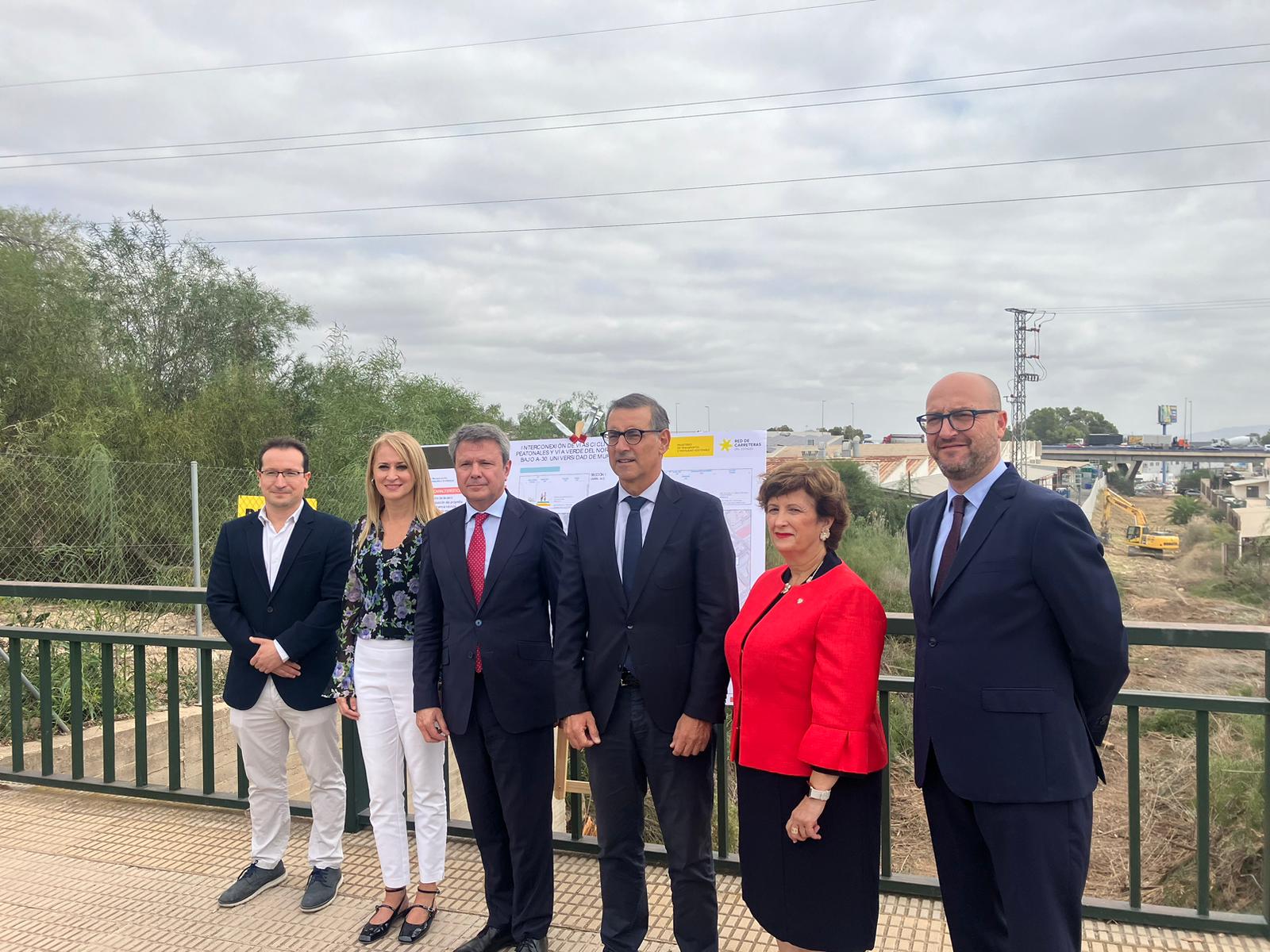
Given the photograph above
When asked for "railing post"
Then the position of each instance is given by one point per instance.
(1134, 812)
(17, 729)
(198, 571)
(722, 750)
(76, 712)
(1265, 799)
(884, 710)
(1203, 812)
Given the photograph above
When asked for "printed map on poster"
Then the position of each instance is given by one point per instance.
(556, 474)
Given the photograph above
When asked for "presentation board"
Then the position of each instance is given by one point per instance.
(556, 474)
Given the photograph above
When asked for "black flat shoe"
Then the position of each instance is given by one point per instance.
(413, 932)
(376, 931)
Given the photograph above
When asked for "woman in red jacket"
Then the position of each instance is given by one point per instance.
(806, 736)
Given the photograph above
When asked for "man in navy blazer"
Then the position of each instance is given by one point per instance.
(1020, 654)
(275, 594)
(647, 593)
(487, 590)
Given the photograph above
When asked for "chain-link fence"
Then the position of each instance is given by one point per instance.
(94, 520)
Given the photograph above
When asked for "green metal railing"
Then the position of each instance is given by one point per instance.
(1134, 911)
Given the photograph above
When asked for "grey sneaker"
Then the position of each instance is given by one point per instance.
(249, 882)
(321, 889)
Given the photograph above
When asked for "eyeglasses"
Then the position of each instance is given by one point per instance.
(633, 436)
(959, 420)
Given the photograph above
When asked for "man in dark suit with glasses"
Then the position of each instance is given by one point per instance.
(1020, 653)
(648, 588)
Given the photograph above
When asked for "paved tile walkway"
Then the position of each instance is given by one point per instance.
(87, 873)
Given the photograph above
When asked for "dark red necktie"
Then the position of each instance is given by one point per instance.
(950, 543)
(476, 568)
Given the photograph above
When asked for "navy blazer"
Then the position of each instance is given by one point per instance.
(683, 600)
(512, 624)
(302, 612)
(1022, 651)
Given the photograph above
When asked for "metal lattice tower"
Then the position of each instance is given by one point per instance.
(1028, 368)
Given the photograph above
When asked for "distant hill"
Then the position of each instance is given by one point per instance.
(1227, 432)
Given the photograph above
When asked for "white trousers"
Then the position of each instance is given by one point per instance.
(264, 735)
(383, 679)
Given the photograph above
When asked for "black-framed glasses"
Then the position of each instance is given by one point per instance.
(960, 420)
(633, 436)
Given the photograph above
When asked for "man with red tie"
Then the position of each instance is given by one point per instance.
+---+
Lines above that contain the string "metal" make up the answer.

- Task result:
When asked for "green metal railing"
When asked for "metal lattice tower"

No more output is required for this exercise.